#### [Exercise directions]
Copy out the part of the listing that runs from its first line through the line containing "[216, 120, 250, 165]", with both of those lines included.
___ Records to use
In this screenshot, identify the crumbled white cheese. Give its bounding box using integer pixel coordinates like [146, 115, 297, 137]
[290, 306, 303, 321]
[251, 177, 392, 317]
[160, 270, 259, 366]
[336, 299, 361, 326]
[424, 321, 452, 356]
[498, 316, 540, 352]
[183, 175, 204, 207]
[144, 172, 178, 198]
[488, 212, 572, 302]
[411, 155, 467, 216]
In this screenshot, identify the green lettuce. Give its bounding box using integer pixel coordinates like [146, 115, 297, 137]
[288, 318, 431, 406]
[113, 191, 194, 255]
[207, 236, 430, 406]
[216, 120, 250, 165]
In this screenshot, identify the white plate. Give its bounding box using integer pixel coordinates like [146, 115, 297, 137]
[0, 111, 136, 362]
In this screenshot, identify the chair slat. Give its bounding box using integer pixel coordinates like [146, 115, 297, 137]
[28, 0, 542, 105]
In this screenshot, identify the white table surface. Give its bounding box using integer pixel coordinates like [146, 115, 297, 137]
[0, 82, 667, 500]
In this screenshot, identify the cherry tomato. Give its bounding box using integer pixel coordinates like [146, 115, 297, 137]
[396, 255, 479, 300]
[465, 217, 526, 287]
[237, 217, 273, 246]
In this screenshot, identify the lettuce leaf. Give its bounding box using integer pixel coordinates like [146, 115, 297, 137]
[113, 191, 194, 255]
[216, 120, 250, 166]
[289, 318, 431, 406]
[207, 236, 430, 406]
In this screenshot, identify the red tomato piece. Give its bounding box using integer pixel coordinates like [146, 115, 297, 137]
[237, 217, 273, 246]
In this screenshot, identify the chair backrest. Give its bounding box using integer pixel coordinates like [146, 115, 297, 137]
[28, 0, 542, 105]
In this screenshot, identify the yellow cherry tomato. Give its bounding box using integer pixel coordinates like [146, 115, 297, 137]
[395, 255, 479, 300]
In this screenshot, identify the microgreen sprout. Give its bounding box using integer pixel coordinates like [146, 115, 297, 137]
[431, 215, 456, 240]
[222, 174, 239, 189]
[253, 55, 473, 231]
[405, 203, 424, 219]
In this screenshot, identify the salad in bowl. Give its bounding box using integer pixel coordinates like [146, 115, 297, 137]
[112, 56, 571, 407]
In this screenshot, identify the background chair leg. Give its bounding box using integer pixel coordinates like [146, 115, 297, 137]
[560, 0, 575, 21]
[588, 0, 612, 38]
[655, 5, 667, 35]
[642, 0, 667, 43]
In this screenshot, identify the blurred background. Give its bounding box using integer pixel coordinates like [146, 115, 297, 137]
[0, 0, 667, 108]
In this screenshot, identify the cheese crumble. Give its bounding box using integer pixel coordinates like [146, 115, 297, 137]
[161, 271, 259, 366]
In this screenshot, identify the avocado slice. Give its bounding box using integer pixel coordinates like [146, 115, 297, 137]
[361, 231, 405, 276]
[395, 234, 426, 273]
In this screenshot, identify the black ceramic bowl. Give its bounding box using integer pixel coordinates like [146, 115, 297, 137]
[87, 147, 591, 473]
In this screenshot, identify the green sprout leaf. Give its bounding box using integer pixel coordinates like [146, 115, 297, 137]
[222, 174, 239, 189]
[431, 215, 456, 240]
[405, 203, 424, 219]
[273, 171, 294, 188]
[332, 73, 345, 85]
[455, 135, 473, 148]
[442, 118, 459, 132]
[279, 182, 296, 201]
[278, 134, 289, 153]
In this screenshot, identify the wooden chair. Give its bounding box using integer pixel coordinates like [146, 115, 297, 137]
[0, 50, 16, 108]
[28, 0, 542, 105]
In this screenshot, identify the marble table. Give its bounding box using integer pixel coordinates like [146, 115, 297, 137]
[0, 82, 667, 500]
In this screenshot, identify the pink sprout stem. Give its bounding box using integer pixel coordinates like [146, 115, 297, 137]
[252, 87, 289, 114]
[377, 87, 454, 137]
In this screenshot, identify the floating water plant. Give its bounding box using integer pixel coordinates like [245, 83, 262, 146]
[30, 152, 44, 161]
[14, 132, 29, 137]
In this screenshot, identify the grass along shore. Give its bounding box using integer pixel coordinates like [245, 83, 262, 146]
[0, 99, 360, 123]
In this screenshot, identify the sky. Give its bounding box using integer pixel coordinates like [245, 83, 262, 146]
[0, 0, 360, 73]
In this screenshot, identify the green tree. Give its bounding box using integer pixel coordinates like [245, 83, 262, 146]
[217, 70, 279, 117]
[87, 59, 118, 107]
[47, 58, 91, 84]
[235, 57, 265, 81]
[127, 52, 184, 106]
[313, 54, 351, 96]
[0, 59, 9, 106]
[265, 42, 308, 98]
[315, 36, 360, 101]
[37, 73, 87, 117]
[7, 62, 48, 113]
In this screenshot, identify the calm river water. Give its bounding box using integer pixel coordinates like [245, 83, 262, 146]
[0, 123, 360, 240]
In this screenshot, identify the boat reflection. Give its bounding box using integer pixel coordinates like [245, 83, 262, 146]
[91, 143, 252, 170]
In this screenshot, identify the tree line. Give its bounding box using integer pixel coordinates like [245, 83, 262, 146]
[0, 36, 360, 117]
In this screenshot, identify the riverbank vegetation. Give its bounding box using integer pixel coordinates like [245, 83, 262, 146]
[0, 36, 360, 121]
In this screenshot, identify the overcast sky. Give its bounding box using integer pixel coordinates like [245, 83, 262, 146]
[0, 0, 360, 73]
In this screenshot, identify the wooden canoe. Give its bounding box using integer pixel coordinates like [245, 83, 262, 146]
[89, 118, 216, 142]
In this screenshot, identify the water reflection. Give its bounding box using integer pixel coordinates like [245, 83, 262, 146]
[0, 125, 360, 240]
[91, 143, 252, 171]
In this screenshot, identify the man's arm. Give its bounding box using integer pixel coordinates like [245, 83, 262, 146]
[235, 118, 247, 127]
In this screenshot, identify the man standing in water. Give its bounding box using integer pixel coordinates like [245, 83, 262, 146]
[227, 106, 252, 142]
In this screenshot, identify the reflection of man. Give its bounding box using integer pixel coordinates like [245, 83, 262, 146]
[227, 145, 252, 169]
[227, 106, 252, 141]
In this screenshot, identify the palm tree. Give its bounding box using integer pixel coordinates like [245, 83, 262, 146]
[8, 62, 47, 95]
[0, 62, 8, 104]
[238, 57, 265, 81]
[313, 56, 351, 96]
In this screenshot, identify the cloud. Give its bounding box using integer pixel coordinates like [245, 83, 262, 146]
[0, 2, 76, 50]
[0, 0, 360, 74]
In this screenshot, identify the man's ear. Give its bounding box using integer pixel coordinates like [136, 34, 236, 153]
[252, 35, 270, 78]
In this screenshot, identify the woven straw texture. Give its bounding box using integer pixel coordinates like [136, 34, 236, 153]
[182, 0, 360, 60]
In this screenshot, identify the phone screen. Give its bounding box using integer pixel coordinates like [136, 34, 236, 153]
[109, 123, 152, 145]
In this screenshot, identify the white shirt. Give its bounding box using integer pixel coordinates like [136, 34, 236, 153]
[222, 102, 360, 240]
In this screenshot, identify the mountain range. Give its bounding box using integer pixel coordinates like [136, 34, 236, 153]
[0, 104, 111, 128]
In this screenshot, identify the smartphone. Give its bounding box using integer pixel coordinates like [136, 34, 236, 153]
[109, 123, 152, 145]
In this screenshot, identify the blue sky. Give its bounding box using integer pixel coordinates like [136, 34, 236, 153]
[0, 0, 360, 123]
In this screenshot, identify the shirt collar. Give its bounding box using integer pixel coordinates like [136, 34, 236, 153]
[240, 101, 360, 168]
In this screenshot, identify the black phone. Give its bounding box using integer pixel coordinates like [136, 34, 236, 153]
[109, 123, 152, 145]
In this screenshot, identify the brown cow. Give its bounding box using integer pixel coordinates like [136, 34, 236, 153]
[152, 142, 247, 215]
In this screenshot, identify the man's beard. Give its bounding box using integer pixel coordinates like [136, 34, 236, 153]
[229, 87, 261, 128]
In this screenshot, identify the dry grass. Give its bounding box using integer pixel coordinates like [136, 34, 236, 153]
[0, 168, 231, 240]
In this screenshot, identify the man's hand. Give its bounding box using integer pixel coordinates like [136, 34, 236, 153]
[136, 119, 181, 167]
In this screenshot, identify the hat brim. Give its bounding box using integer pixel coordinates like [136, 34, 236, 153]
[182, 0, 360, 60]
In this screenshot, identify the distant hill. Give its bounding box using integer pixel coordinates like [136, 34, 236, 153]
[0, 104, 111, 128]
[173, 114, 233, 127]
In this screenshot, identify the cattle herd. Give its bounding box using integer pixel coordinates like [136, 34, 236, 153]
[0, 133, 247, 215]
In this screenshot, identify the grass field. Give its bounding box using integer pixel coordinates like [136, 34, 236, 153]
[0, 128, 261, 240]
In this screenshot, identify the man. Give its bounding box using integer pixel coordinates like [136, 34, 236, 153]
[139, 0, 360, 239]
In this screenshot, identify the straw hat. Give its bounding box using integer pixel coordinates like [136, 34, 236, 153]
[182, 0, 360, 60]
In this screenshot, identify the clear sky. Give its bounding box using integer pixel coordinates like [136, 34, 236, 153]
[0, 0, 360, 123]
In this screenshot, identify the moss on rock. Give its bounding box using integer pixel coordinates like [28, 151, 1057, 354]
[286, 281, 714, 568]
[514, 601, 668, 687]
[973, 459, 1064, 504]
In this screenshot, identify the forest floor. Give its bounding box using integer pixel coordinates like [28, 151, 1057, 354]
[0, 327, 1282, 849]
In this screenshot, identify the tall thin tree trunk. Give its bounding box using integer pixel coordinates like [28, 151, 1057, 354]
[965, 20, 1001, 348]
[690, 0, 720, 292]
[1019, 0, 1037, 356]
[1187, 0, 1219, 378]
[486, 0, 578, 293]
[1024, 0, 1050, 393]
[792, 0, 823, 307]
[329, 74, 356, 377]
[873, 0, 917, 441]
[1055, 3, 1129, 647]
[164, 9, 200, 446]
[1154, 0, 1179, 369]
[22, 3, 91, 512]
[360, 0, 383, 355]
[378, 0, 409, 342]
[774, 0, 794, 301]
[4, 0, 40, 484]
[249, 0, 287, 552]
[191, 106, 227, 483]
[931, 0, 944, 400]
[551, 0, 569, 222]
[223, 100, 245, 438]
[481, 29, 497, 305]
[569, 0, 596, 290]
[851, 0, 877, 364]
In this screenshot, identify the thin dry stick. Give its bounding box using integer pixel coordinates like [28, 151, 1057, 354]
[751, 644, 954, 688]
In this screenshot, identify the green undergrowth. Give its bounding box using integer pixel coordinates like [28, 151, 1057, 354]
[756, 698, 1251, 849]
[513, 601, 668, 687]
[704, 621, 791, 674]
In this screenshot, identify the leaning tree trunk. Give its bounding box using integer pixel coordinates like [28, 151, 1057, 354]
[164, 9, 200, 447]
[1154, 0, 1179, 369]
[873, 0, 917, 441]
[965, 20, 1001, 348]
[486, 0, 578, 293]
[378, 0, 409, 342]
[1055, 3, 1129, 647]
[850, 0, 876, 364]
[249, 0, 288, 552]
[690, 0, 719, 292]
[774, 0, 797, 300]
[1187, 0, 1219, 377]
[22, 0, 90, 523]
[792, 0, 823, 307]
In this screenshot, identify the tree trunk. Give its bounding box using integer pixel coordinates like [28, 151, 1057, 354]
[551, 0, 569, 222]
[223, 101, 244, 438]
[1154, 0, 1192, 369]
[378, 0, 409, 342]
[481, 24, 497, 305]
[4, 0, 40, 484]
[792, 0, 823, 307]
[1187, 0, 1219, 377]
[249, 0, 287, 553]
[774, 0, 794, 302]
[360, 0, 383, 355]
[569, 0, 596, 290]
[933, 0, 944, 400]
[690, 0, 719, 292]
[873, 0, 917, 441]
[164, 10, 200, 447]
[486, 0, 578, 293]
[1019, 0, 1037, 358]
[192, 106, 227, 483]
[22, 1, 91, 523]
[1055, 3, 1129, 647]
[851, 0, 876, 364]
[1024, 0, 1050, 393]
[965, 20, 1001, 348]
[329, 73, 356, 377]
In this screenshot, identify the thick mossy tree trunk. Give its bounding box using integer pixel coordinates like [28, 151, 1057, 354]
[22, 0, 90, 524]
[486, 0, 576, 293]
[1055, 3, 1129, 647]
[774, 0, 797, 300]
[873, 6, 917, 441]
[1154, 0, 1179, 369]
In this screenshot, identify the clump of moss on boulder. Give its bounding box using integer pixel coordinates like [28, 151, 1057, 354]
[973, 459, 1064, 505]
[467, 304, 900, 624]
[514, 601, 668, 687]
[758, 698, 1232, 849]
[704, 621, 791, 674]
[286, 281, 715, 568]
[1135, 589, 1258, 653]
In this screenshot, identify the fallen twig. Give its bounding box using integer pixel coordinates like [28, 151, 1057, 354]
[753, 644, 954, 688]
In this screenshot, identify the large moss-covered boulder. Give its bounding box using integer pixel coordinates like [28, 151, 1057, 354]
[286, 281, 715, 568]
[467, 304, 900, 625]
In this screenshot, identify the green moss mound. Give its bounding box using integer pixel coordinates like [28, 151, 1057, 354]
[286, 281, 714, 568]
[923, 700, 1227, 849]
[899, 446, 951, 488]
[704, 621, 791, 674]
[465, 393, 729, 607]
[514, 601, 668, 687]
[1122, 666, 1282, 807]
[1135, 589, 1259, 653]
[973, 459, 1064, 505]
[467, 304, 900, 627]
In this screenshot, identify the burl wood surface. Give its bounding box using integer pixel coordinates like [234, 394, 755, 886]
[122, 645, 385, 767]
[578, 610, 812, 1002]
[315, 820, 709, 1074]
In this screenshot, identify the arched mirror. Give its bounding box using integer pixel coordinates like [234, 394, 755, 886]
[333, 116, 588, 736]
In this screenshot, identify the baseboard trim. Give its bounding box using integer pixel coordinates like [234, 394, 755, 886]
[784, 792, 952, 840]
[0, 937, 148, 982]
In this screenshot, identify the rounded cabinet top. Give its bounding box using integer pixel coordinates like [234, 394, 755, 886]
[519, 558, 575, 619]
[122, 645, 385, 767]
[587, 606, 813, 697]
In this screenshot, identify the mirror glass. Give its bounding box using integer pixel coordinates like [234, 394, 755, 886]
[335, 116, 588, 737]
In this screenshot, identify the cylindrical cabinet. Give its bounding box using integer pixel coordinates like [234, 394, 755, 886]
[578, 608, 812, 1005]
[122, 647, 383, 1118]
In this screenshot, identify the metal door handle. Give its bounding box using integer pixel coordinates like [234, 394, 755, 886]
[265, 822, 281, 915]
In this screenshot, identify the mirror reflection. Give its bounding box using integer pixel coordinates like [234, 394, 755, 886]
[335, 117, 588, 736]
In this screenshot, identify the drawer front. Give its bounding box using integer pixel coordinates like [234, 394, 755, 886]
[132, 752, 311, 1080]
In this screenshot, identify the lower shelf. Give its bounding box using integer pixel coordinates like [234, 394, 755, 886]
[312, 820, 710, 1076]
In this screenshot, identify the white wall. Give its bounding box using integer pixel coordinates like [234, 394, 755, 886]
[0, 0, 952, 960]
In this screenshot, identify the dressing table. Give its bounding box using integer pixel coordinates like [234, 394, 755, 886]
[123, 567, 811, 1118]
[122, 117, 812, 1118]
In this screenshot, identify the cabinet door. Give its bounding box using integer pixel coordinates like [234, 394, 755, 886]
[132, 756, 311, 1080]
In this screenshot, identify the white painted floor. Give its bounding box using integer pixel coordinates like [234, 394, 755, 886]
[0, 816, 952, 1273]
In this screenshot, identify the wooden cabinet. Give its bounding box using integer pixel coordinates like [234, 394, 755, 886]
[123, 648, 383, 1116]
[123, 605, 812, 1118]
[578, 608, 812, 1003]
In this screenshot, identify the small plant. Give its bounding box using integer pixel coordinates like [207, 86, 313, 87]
______
#### [Expected output]
In this screenshot, identify the crumbled white cheese. Give its bounding box using integer pixel coordinates like [146, 115, 297, 137]
[290, 306, 303, 321]
[251, 177, 392, 317]
[160, 270, 259, 366]
[336, 299, 361, 326]
[424, 321, 452, 356]
[498, 316, 540, 352]
[183, 175, 204, 207]
[144, 172, 178, 198]
[488, 212, 572, 302]
[411, 155, 467, 216]
In this screenshot, identify the green lettuce. Give its bounding box using integer pixel coordinates like [146, 115, 297, 137]
[288, 318, 431, 406]
[113, 191, 194, 255]
[207, 236, 430, 406]
[216, 120, 250, 165]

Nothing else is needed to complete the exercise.